Written problem
Please write what comes next in the post on California's top-two primary, picking up after its last sentence.

Selected text
‘Jungle Primary’ Postmortem. Part 1: Congress

The June 5th primary was California’s first statewide experience with the top-two ‘jungle’ primary in which all candidates appear on the same ballot and the top two, regardless of party designation, Appear on the November ballot.

Proponents of the measure saw it as a way of giving more power to moderate and decline-to-state voters.  Some detractors felt that it would give more importance to back-room politics as the political parties would make sure that fewer candidates run as to not split the votes of their base.  Other detractors complained that there could be cases where the Fall ballot would contain no representative of one of the two major parties.

So were those goals, or worries, realized?  Looking at California’s 53 congressional districts the answer is mixed.

The Pointless

Eight districts had two or fewer candidates on the ballot.  When the top two are going onto the fall ballot, having only two choices seems like a waste of a perfectly good ink.  This is especially true in the 37th Congressional District, where Karen Bass was the only name on the ballot at all.  Moreover in the 40th, 43rd, and 44th congressional district both of the two names on the ballot were from the same party!  It makes it a little hard to listen to one party complain that they have no representative on the November ballot if they didn’t even try to put somebody there!

That is perhaps the biggest difference between current partisan politics and that of a couple of decades ago.  Back then the parties parties would have recruited a conservative Democrat or a liberal Republican to run and possibly even win in those districts.  They might have seemed to be an odd duck aside their compatriots, but it was better than not fighting for a district at all.  Now there is much more focus on only supporting ‘real’ Republicans and ‘real’ Democrats based on a single national agenda, labeling places red or blue, and surrendering the others.

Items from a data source
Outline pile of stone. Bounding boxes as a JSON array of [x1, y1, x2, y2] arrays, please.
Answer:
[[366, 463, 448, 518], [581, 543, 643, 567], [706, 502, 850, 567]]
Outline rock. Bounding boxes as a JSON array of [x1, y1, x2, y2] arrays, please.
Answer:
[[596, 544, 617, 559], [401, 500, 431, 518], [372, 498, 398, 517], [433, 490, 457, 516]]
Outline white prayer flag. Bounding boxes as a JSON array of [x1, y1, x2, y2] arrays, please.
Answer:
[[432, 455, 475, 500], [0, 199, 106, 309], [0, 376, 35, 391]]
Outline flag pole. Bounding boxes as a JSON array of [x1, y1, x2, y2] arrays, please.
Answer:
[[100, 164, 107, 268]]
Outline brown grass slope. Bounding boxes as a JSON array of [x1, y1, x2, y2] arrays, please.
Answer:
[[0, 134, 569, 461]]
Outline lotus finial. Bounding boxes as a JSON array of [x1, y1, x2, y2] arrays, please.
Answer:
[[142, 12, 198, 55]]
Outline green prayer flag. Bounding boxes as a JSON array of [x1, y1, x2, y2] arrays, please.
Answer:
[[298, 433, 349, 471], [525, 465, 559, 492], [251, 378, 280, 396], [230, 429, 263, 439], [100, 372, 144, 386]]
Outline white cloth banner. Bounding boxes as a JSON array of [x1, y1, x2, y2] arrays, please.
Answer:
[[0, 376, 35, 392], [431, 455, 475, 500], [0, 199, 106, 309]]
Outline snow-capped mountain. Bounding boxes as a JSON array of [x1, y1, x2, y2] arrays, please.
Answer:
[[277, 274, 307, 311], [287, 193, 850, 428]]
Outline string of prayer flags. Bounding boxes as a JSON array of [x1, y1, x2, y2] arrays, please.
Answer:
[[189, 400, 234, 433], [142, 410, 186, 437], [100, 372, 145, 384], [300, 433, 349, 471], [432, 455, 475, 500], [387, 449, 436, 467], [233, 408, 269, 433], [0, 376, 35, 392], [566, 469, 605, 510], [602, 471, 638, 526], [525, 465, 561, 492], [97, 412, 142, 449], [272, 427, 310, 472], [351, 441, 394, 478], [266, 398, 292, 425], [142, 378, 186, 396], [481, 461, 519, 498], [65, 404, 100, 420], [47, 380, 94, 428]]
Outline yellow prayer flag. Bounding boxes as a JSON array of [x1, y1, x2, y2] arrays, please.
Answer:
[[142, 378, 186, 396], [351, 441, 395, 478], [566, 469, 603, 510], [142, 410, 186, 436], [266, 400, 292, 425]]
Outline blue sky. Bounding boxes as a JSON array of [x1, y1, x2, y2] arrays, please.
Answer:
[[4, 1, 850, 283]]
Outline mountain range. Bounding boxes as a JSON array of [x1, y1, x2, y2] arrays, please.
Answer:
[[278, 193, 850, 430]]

Exercise output
The Single-Party Elections

There are two districts that will feature two Republican candidates in November and seven that will feature two Democrats.  That includes the one uncontested race in the 37th and five districts where there were no Republicans on the ballot at all.  Of the others:

  • The 8th district had ten Republicans, two Democrats, and one No Political Party. The two Democrats together only received 24.4% of the vote, so one could convincingly argue that the choice between the more conservative and the more moderate Republican is the choice that the voters wanted.  In some ways this could actually be considered good for the Democrats.  They may have had zero chance of electing a Democrat but they could be the deciding factor in the more moderate Republicans being elected in November.  Under the old system, the Democrats would potentially be faced with the choice of the sure-to-lose Democrat or the more conservative Republican.
  • The 30th district had a similar story to the 8th.  The three Democrats shared 75.6% of the vote while the three Republicans had only 22.4% and the one Green Party Member 2%.  The two leading Democrats were only ten percent apart.  So in the same way this also may be good for the Republicans. They would have had zero chance of electing a Republican, but now can play a role in the more moderate Democrat winning.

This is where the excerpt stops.